*What you should do*
Retype each record below word for word. Leave the pictures out.

*Extracted data*
********************
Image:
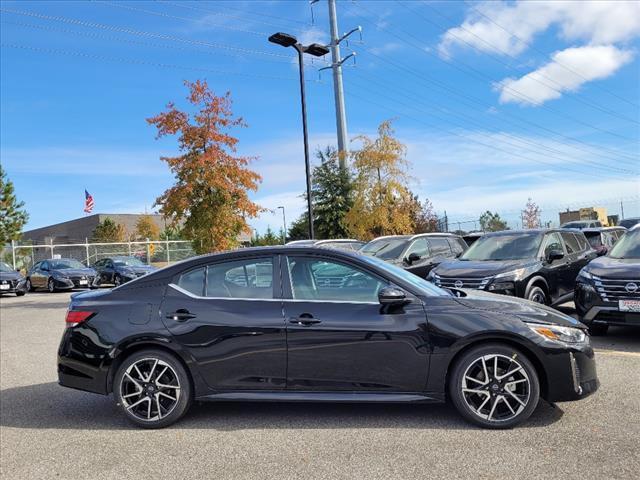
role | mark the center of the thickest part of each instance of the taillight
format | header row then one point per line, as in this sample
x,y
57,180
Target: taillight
x,y
75,317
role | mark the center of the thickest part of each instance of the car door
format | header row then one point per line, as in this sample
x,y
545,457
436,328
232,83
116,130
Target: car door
x,y
341,339
228,316
555,271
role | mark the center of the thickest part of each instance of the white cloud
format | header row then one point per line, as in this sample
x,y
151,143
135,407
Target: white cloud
x,y
568,70
596,22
********************
*Solution below*
Image:
role | mark the center of the thickest part of each instance of the taillight
format | header row then one point per line, as in this sample
x,y
57,180
Target: taillight
x,y
75,317
role | mark the center of the thickest part of each instance of the car door
format | header row then one point per line, as in this sample
x,y
545,457
436,328
232,83
116,130
Target: car door
x,y
341,339
228,316
555,271
role | mark the center of the thickest part of each instance of the white cloud
format | header row then one point per line, as in this sample
x,y
151,143
135,407
Target: white cloud
x,y
568,70
596,22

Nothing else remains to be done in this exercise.